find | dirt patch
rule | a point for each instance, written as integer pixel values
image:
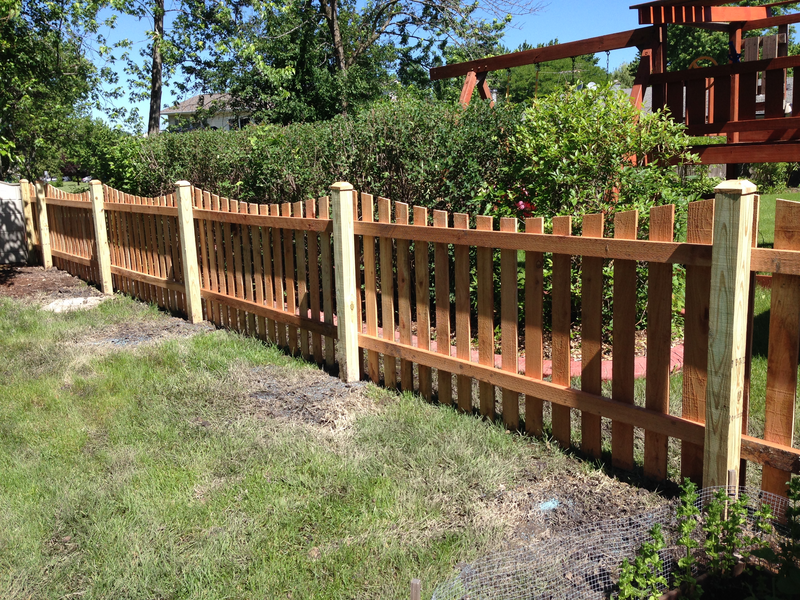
(35, 284)
(307, 396)
(545, 506)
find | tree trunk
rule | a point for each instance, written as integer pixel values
(154, 120)
(332, 17)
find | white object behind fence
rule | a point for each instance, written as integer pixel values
(13, 246)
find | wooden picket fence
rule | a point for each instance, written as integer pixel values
(407, 317)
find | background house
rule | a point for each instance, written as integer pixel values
(206, 110)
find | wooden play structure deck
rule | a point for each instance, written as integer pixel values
(746, 100)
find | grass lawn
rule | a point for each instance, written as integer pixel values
(150, 472)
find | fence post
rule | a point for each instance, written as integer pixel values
(27, 211)
(727, 348)
(101, 237)
(344, 260)
(191, 273)
(44, 227)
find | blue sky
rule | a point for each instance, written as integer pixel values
(567, 20)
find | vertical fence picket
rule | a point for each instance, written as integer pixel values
(302, 285)
(485, 292)
(591, 336)
(782, 358)
(442, 283)
(624, 332)
(370, 287)
(422, 287)
(314, 280)
(534, 327)
(326, 266)
(463, 334)
(289, 275)
(509, 308)
(561, 311)
(659, 336)
(268, 237)
(699, 230)
(404, 296)
(387, 293)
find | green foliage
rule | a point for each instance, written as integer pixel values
(771, 177)
(688, 513)
(642, 578)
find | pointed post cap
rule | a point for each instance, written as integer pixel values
(740, 187)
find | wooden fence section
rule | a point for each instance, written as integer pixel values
(72, 235)
(402, 329)
(267, 271)
(144, 244)
(435, 297)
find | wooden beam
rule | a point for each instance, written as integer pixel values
(101, 237)
(741, 153)
(345, 273)
(639, 38)
(466, 90)
(191, 271)
(730, 280)
(687, 15)
(770, 64)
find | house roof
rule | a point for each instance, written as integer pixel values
(193, 104)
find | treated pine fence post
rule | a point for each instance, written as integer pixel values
(27, 210)
(101, 237)
(191, 273)
(44, 227)
(344, 260)
(727, 348)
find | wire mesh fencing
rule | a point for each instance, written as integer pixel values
(583, 564)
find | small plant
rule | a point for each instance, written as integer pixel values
(642, 578)
(687, 524)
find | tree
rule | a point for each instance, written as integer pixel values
(522, 84)
(312, 59)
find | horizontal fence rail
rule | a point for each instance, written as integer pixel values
(452, 307)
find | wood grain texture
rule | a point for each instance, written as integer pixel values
(387, 292)
(370, 287)
(422, 282)
(290, 278)
(784, 333)
(277, 257)
(509, 319)
(314, 281)
(326, 266)
(534, 327)
(269, 284)
(659, 336)
(404, 296)
(461, 276)
(302, 279)
(485, 291)
(730, 278)
(345, 274)
(591, 336)
(442, 283)
(624, 330)
(561, 311)
(700, 230)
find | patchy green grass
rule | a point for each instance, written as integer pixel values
(140, 473)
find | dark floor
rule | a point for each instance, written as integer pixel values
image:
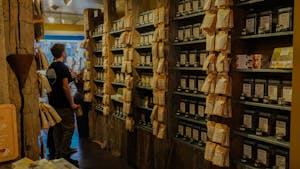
(91, 156)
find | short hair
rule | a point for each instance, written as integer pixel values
(57, 49)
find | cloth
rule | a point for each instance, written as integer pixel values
(55, 74)
(63, 132)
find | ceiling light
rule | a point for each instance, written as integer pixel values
(68, 2)
(51, 19)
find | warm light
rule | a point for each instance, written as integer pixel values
(68, 2)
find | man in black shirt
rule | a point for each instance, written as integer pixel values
(60, 98)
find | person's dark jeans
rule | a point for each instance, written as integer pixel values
(63, 132)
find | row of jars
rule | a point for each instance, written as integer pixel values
(269, 21)
(189, 33)
(146, 80)
(146, 39)
(261, 155)
(192, 58)
(272, 91)
(186, 7)
(98, 30)
(192, 133)
(191, 83)
(145, 59)
(266, 124)
(192, 109)
(146, 17)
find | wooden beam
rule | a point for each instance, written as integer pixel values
(295, 116)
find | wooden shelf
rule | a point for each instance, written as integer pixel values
(144, 108)
(200, 122)
(267, 35)
(99, 95)
(116, 67)
(117, 49)
(189, 68)
(118, 84)
(266, 139)
(195, 42)
(145, 128)
(99, 81)
(98, 66)
(189, 16)
(265, 70)
(117, 32)
(148, 25)
(269, 106)
(144, 67)
(145, 88)
(202, 96)
(144, 47)
(97, 36)
(118, 117)
(197, 147)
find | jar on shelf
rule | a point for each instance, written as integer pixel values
(286, 93)
(249, 121)
(282, 127)
(281, 159)
(260, 89)
(193, 58)
(265, 22)
(251, 24)
(248, 85)
(274, 87)
(248, 151)
(285, 19)
(264, 154)
(265, 123)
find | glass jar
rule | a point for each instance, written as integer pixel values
(251, 24)
(282, 127)
(263, 156)
(286, 92)
(273, 91)
(259, 90)
(248, 151)
(265, 123)
(282, 159)
(285, 19)
(193, 58)
(247, 89)
(249, 121)
(265, 22)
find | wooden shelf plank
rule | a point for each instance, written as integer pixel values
(144, 67)
(267, 35)
(189, 144)
(144, 108)
(268, 139)
(265, 70)
(118, 84)
(190, 94)
(145, 88)
(145, 26)
(200, 122)
(189, 68)
(270, 106)
(144, 47)
(198, 14)
(195, 42)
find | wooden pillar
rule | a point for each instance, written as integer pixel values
(295, 116)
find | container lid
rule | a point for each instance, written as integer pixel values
(8, 133)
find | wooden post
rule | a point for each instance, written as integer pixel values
(295, 116)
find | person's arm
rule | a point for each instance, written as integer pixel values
(67, 91)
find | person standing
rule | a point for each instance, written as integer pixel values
(60, 98)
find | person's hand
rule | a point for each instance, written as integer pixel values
(74, 106)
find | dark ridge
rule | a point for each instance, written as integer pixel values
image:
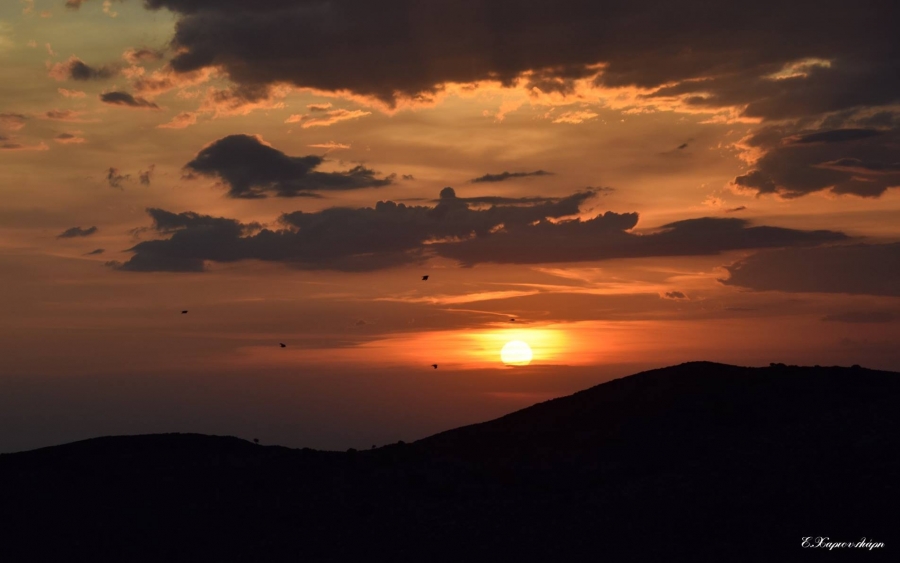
(696, 462)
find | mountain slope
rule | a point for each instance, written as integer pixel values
(697, 462)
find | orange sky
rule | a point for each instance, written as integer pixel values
(101, 119)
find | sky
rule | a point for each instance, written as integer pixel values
(637, 184)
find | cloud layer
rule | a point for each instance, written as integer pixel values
(253, 169)
(857, 269)
(392, 234)
(771, 59)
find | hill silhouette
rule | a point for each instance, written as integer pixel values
(696, 462)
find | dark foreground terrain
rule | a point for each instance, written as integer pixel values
(697, 462)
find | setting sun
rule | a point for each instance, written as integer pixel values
(516, 353)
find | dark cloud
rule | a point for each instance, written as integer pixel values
(142, 55)
(834, 136)
(76, 69)
(77, 232)
(857, 269)
(146, 175)
(861, 317)
(126, 99)
(862, 162)
(392, 234)
(607, 236)
(12, 121)
(772, 59)
(62, 115)
(253, 169)
(115, 178)
(503, 176)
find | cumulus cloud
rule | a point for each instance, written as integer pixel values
(321, 117)
(180, 121)
(64, 115)
(126, 99)
(139, 55)
(12, 121)
(503, 176)
(856, 317)
(856, 269)
(392, 234)
(69, 138)
(76, 69)
(860, 161)
(66, 93)
(576, 117)
(115, 178)
(146, 175)
(8, 145)
(252, 168)
(77, 232)
(703, 54)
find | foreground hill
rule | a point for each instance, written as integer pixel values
(697, 462)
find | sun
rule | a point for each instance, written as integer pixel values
(516, 353)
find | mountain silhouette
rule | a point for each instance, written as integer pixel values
(696, 462)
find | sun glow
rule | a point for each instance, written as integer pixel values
(516, 353)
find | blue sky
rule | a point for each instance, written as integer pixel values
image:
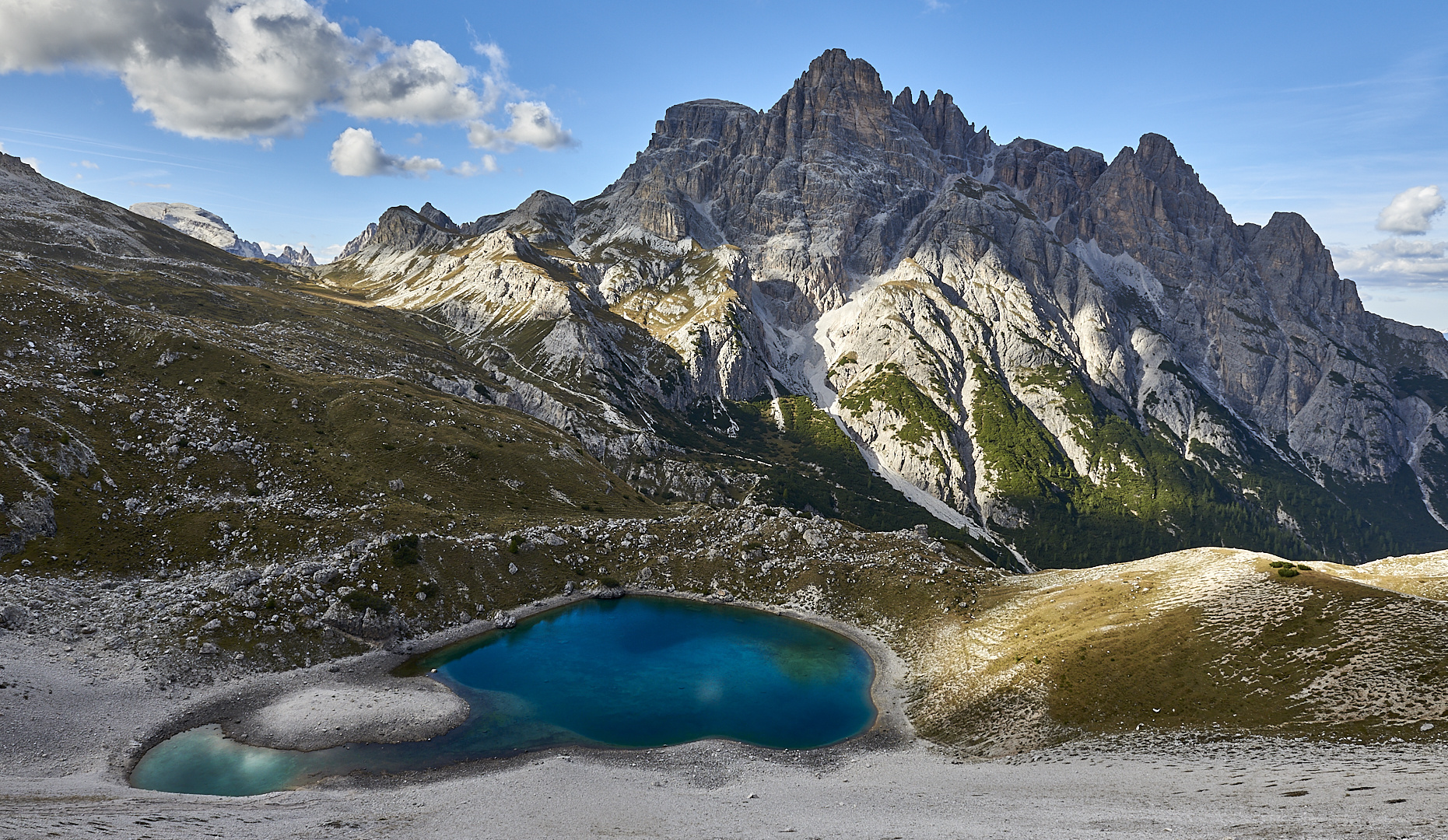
(1327, 109)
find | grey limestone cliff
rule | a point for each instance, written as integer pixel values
(1073, 358)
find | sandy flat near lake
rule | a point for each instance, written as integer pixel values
(314, 719)
(89, 717)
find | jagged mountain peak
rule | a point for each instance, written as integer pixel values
(1026, 339)
(437, 218)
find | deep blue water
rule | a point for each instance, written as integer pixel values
(635, 672)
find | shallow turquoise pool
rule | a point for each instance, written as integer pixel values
(635, 672)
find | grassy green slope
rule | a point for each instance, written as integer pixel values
(1145, 499)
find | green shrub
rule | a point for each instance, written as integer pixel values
(405, 551)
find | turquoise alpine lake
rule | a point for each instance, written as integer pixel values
(632, 672)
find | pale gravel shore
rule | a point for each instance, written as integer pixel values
(68, 747)
(321, 717)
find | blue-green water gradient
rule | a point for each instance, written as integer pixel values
(635, 672)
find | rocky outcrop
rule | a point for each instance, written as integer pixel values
(198, 223)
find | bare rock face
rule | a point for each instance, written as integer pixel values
(1029, 341)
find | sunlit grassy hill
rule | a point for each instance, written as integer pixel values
(1205, 639)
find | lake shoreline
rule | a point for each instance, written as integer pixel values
(68, 766)
(247, 712)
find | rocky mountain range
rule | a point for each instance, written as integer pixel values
(1068, 358)
(215, 231)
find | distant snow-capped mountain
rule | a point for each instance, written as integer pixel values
(215, 231)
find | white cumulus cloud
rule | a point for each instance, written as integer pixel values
(1411, 212)
(239, 68)
(533, 125)
(358, 154)
(1399, 261)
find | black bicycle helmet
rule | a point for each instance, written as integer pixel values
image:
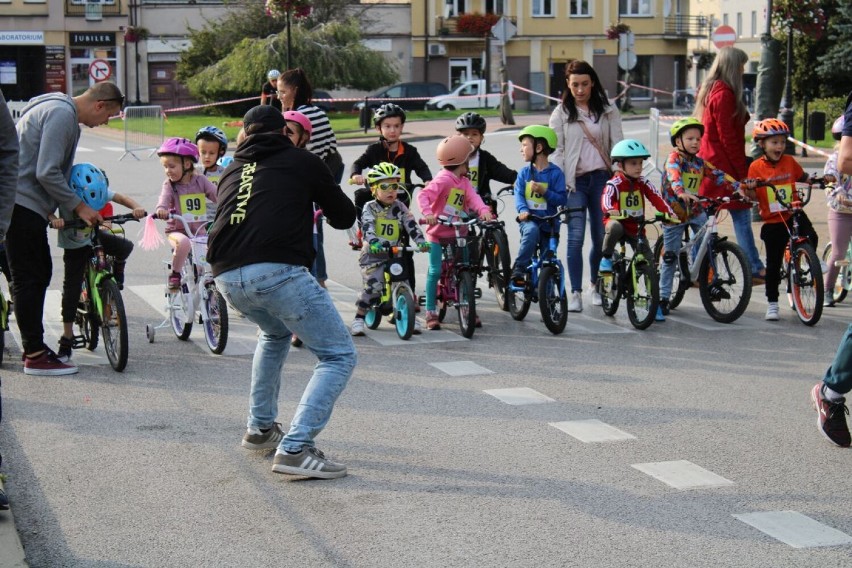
▬▬▬▬▬▬
**Exercise prompt:** Retype only the stretch of lines above starting at the one with "find | jar on shelf" and stopping at the one with "find | wooden post", exactly as written, with both kept.

**Exercise output:**
find | jar on shelf
rule | a point for each instance, written as integer pixel values
(286, 93)
(249, 121)
(282, 127)
(281, 159)
(260, 89)
(193, 58)
(265, 22)
(251, 24)
(248, 85)
(274, 87)
(248, 151)
(285, 19)
(264, 154)
(265, 123)
find | glass jar
rule | a point for each instance, written as integer pixel values
(251, 24)
(282, 127)
(263, 156)
(286, 92)
(273, 91)
(259, 90)
(248, 151)
(265, 123)
(282, 159)
(285, 19)
(193, 58)
(247, 89)
(249, 121)
(265, 22)
find | wooden shelf plank
rule | a point for each instance, written as integer pixel values
(144, 67)
(267, 35)
(189, 144)
(144, 108)
(268, 139)
(265, 70)
(118, 84)
(190, 94)
(145, 88)
(145, 26)
(200, 122)
(189, 68)
(270, 106)
(144, 47)
(198, 14)
(195, 42)
find | wooden pillar
rule | a point for each instance, written as integer pixel values
(295, 116)
find | container lid
rule | a point for each instance, written as integer pixel values
(8, 133)
find | wooden post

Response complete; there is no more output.